## WORK TO DO
Please render the stretch of the data from the line containing "one marker per instance, written like [371,180]" through the end of the data as a Markdown table with two columns, "Row" for a row number and "Line" for the line itself, leaving out any blank lines.

## DATA FOR THE TASK
┄┄┄┄┄┄┄┄┄┄┄┄┄┄┄┄┄┄┄┄
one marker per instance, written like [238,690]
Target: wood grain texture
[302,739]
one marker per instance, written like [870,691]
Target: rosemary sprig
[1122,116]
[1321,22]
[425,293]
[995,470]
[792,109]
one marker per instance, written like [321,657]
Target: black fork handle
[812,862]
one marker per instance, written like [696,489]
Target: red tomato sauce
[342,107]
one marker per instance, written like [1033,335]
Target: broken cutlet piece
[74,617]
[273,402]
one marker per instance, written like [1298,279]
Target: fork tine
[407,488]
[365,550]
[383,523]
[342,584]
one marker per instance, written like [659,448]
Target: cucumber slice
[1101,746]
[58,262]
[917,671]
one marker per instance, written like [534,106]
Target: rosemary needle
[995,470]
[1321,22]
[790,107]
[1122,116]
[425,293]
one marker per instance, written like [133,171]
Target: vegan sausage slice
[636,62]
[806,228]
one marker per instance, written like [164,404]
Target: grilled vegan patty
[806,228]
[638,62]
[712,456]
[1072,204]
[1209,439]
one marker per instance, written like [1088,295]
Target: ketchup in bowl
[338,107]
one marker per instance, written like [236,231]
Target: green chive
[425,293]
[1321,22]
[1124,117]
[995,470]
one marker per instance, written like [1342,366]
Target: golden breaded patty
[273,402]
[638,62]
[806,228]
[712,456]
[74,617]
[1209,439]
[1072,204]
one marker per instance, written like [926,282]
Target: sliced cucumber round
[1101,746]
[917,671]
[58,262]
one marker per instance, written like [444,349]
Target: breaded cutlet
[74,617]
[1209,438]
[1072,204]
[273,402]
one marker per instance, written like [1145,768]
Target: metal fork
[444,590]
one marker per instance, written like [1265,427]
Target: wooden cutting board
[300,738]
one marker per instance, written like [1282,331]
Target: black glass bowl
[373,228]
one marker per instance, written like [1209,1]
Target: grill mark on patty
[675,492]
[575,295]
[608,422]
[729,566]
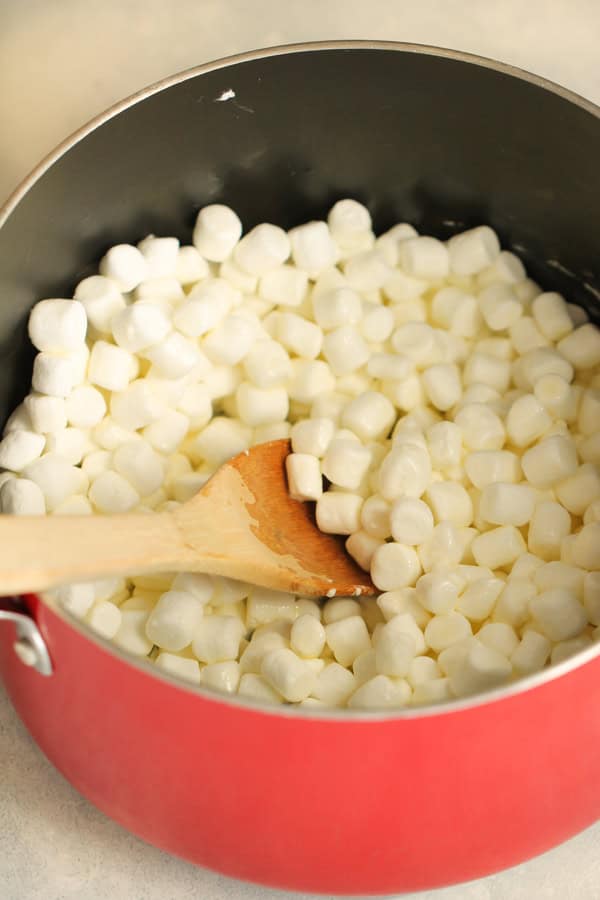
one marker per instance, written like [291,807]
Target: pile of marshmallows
[452,407]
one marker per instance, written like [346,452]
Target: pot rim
[517,687]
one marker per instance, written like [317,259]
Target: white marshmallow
[345,350]
[57,326]
[310,378]
[125,265]
[140,465]
[140,326]
[313,248]
[473,250]
[424,257]
[558,614]
[173,622]
[71,444]
[381,692]
[304,476]
[446,629]
[478,599]
[345,463]
[111,367]
[85,407]
[394,566]
[216,232]
[102,300]
[481,427]
[582,347]
[405,471]
[483,368]
[190,266]
[167,433]
[111,493]
[19,448]
[499,547]
[53,374]
[485,467]
[56,478]
[261,406]
[160,255]
[176,356]
[347,638]
[264,248]
[585,546]
[22,497]
[507,504]
[550,461]
[450,502]
[500,306]
[339,513]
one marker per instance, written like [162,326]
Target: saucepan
[326,801]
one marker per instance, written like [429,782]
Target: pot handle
[29,646]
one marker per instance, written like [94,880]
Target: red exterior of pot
[327,805]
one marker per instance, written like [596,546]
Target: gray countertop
[63,61]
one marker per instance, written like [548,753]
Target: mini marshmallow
[411,521]
[499,547]
[347,638]
[345,463]
[56,478]
[345,350]
[304,476]
[394,566]
[140,326]
[474,250]
[53,374]
[160,255]
[550,461]
[549,524]
[450,502]
[446,629]
[284,286]
[85,407]
[558,614]
[216,232]
[190,266]
[367,271]
[111,493]
[102,300]
[339,513]
[125,265]
[405,471]
[110,367]
[582,347]
[261,406]
[381,692]
[424,257]
[481,428]
[507,504]
[313,248]
[140,465]
[579,490]
[264,248]
[57,326]
[585,546]
[478,599]
[19,448]
[22,497]
[173,621]
[499,306]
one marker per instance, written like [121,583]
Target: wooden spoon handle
[37,552]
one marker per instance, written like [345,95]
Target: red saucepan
[324,801]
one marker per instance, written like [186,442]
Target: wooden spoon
[242,524]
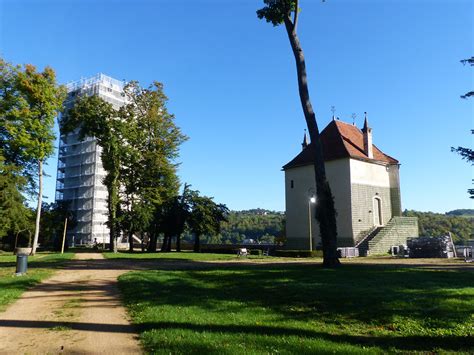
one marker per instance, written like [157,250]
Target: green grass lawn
[301,308]
[40,266]
[185,255]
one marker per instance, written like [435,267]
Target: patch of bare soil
[77,311]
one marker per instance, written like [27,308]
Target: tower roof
[340,140]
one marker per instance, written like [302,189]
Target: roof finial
[305,140]
[366,123]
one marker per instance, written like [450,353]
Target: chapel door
[377,212]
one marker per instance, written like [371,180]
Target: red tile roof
[340,140]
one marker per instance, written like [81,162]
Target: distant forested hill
[258,224]
[269,226]
[437,224]
[464,213]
┄┄┄┄┄┄┄┄┄┄┄┄┄┄┄┄┄┄┄┄
## SOLUTION BELOW
| Row | Line |
|---|---|
| 1 | one marker per instance, written like [371,180] |
| 2 | Target: red tile roof |
| 3 | [340,140] |
| 4 | one marker per instance, written like [81,162] |
| 5 | Target: distant forested hill |
| 6 | [258,224] |
| 7 | [269,226] |
| 8 | [437,224] |
| 9 | [464,213] |